**STATED GOAL**
Reproduce the entries exactly.

╔══

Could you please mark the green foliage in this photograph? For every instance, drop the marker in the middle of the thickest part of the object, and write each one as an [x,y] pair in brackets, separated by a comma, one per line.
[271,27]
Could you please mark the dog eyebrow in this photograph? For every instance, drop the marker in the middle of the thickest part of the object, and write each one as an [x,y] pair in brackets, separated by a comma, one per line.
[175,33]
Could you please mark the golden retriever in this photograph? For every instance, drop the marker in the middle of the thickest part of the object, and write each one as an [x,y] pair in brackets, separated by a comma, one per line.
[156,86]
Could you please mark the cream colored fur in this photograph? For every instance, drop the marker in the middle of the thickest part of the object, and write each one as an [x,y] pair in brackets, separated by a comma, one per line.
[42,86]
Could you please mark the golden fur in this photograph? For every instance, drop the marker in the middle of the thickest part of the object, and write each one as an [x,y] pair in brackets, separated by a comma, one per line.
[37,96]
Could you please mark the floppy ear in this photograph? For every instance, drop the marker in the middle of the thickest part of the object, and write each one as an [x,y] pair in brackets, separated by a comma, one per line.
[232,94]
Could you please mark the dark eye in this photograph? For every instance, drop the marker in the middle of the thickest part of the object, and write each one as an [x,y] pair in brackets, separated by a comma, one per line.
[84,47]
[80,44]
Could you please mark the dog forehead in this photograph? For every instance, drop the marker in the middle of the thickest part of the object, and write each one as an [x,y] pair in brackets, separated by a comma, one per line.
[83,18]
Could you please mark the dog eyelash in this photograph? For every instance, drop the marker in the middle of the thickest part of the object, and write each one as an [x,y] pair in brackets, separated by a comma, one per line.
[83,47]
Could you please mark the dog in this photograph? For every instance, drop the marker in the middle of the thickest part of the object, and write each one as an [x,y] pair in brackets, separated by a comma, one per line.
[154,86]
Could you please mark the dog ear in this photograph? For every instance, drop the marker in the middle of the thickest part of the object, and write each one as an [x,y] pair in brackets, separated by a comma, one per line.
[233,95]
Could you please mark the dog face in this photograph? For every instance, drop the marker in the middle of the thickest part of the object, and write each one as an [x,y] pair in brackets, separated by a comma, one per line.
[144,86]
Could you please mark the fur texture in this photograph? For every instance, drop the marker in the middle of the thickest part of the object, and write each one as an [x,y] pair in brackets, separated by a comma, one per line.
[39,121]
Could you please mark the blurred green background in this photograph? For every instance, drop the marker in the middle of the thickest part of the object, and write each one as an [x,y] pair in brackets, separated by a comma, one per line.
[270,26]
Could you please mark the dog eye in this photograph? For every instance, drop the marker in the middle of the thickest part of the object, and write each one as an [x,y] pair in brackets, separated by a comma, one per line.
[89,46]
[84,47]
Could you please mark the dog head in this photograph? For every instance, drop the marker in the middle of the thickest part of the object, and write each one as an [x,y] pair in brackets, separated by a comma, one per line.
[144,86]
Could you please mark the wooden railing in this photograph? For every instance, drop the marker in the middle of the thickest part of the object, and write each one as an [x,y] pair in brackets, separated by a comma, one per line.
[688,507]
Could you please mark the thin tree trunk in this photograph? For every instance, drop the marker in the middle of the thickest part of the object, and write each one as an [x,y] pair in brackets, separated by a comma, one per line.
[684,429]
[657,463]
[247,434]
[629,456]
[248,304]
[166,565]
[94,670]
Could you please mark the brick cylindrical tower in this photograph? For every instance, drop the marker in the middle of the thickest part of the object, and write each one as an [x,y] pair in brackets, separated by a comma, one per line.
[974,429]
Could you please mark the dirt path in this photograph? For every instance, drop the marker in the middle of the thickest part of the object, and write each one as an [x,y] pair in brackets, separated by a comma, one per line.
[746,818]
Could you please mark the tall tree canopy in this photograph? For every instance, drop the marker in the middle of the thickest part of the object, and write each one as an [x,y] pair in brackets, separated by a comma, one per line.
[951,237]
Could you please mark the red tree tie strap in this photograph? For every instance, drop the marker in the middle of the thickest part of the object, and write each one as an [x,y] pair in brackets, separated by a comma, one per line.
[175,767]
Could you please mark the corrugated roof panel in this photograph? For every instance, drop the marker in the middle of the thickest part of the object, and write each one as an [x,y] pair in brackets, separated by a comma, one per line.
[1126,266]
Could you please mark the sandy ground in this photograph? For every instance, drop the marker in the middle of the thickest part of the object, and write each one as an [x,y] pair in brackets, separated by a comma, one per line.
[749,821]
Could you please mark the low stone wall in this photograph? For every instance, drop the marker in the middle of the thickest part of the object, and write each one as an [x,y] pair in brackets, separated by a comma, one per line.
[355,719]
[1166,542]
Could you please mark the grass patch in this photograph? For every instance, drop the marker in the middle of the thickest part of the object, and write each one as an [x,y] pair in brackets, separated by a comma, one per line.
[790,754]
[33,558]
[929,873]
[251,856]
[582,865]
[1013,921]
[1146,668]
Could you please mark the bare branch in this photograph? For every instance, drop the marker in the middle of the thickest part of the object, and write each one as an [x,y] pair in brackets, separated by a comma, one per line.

╚══

**SOLVED EXERCISE**
Could you please mark the green foliage in this photograph? For every instance, drop the marker in the middle of the thickest part of the object, and write each one as an [x,y] pair in brackets, separated by a comma, one per line.
[271,27]
Could you please mark the dog eyebrow in this photograph? For every instance, drop the marker in the middle of the thickest part of the object, and write each one as an [x,y] pair in brackets, separated by a comma, one per line.
[175,33]
Could you please mark the golden retriever in this photograph? For every instance, drop the marker in the middle of the thickest part of the object, and write each one as an [x,y] pair in brackets, separated by a comma, one per line.
[156,86]
Could you please mark the cream colored fur in this photograph? For every instance, drop the marker in the middle of the thickest part of the object, and write each one as an [x,y] pair in brackets, separated by a comma, one per line.
[42,86]
Could you please mark the golden fur in this photograph? For every instance, drop the marker in the middle of the thickest part of the object, and write each one as an [x,y] pair in brackets, separated by a comma, one per line.
[37,96]
Could you please mark the floppy ear in this photograph? For every instance, drop the marker in the middle of the thickest part of the object, and write each one as an [x,y] pair in brackets, separated by a comma, one per line.
[232,94]
Could you please mark the dark eye in this photograph? For every instance, drop the marker in the middle of the thickest part of the object, and write each one as an [x,y] pair in brackets, separated by a comma, one per line.
[84,47]
[80,44]
Could you please mark the dog forehead in this photograph? For every instance, drop the marker in the middle of the thickest part of the object, and write each one as an [x,y] pair in brackets, separated by a comma, one per line.
[83,18]
Could you please mark the dog eyelash in this photograph? For every instance, drop the marker in the middle of the thickest part of the object, and write each one as an [x,y] pair in brackets, separated by a comma, one per line.
[83,47]
Could you please mark the dog in this photograph? For every instance, drop the marker in the middle of the thickest part of the object, and write each one as an [x,y] pair in brackets, separated by a comma, one per line.
[154,86]
Could you please mark the dog ear in this photograph? For every instance, drop the marker in the middle of the thickest part of the object, and write each one as an [x,y] pair in brackets, separated by a comma, one per line.
[233,95]
Could you please mark the dog face in this photograph? For every instance, drop the marker in the middle of the thickest part of the object, and write each one as an [x,y] pair in brackets, separated by a comma, one per line.
[144,86]
Could you please mark the fur texture in this photograph? For every instance, drop the marker in the middle of the thickest part of the object, and write each one as an [x,y] pair in brackets, separated by a comma, one per line.
[39,121]
Could you please mark the blurred green background in this photograph? For every instance, drop the marker in the middle of the thickest part of the object, and write each one as an [x,y] pair in brackets, separated by a comma, one per line.
[270,26]
Could you please mark the dog eye in this photograph? For every instance, drop the marker in the middle of the thickest part of the object, and write each one as an [x,y] pair in brackets, separated by a comma, one per line.
[89,46]
[84,47]
Could you please mark the dog head in this photograph? For every instance, drop the marker in the middle of the thickest part of the object, and write each one as an [x,y] pair in brackets, separated by a comma, one per line.
[144,86]
Could you please mark the wooden railing in this photograph? For every instance, drop the marker in the middle of the thickest part of the object, and write each one as an [x,y] pair in brackets, separated by a comma, one per line.
[688,507]
Could you please mark the thin tree trunk in this photograph? For every instance, drop the marker in the middle of the thickest part of the object, and write each one as an [x,y] pair in brackets, separated by a comma, one per line.
[684,429]
[657,463]
[247,434]
[629,456]
[248,304]
[166,565]
[94,670]
Could you please mark the brick cylindrical tower in this photograph? For every instance, drop the marker in the middle of the thickest part of the object, and write each one as an [x,y] pair in brackets, separated by a comma, one per line.
[974,429]
Could you please mark the dirt path in this photograph? For every instance, drop the marker in the middle of the thickest part of the object, and write each one as an [x,y] pair in brackets, separated by a comma, one per line.
[746,818]
Could you please mark the tall tree canopy in this photograph? For every instance, drop the marker in the middle of the thickest part of the object, and write each one as an [x,y] pair in brackets, separated by a comma, one per line.
[951,237]
Could you please mark the red tree tie strap in this photograph? For every instance, drop the marker in the middle of the thickest part of the object, and write each one as an [x,y] pair in brackets, separated by a comma, one per line.
[175,767]
Could you please mark the corrugated roof panel in this photograph? For every instance, drop the marker in the middle of the thickest part of the object, and write each one as an [x,y] pair in brackets, separated by a comma, one per line.
[1126,266]
Could you please mark the sandy ground in this photograph? For every instance, drop the marker in the middle of the thickest part of the object, and write each one as an [x,y] pair in brackets, separated by a comma, one per line.
[749,821]
Could you please mark the low stone wall in this photograph? For every instance, drop the marker in the middle of the thickest part of the object, and write each one as an [x,y] pair in brackets, separated by a comma, one per line.
[355,719]
[1166,542]
Could you please mark the grass patch in this photograph? For every instance, drop the marker in the middle of the thickest part of the object, and write each one as an [x,y] pair in brackets, separated by a comma, one per line.
[790,754]
[33,558]
[929,873]
[251,856]
[582,865]
[1013,921]
[1146,668]
Could you please mark the bare branch in this photograph? For every instance, drop the marker in the middle of the thickest part of the object, and write each one as an [x,y] pair in brackets, separated by a comma, one per line.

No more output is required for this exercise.